_Written instruction_.
Do these statements agree with the passage on making edge-carboxylated graphite? For each, answer yes or no and quote the words of the passage that settle it.
1. The graphite and dry ice were milled at 500 rpm for 48 hours.
2. The graphite was purified before it was used.
3. The stainless steel balls in the capsule were 10 mm in diameter.

In summary, we have developed a simple and eco-friendly (CO₂-capturing) ball-milling process to efficiently produce edge-carboxylated graphite (ECG) in solid state without involving hazardous chemicals. A reaction mechanism for the carboxylation by ball milling in the presence of dry ice and decarboxylation by thermal annealing ECG (H-ECG) under nitrogen was proposed and confirmed by various microscopic and spectroscopic measurements. The resultant ECG was demonstrated to be highly dispersible in various polar solvents suitable for solution casting. The ECG and H-ECG exhibited many superior structure-property characteristics with respect to its GO and H-GO counterparts. Thus, the ball-milling technique developed in this study could be regarded as a general approach toward low-cost, high-yield production of edge-functionalized graphene (EFG) with various functional groups of practical significance for mass production of multifunctional materials and devices based on graphene materials.

Materials and Methods

Graphite was obtained from Alfa Aesar (natural, 100 mesh, 99.9995% metals basis, Lot#14735) and used as received. Dry ice was purchased from Hanyu Chemical Inc., Korea. All other solvents were supplied by Aldrich Chemical Inc. and used without further purification, unless otherwise specified.

Edge-carboxylation of graphite (ECG) was prepared by ball milling of the pristine graphite in a planetary ball-mill machine in the presence of dry ice at 500 rpm. In a typical experiment, 5 g of the pristine graphite and 100 g of dry ice were placed into a stainless steel capsule containing stainless steel balls of 5 mm in diameter. The capsule was then sealed and fixed in the planetary ball-mill machine, and agitated with 500 rpm for 48 h. The resultant product was further Soxhlet extracted with 1 M aqueous HCl solution to completely acidify carboxylates and to remove metallic impurities, if any. Final product was freeze-dried at -120 °C under a reduced pressure (0.05 mmHg) for 48 h to yield 6.28 g (pristine graphite captured 1.28 g of CO₂ during mechano-chemical cracking) of dark black powder. Detailed procedure is described in the Supporting Information (SI).

_Dataset excerpt_.
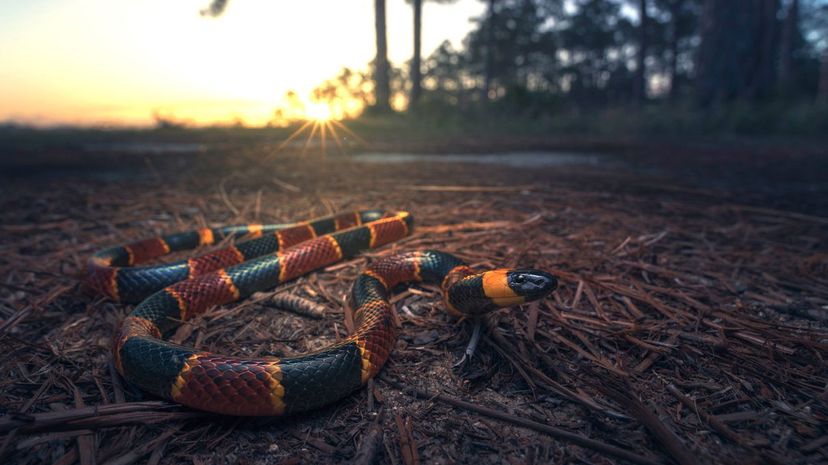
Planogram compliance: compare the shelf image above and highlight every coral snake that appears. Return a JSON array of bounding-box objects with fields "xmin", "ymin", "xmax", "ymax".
[{"xmin": 85, "ymin": 210, "xmax": 557, "ymax": 415}]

_Exercise answer_.
1. Yes: "agitated with 500 rpm for 48 h"
2. No: "natural, 100 mesh, 99.9995% metals basis, Lot#14735) and used as received"
3. No: "stainless steel balls of 5 mm in diameter"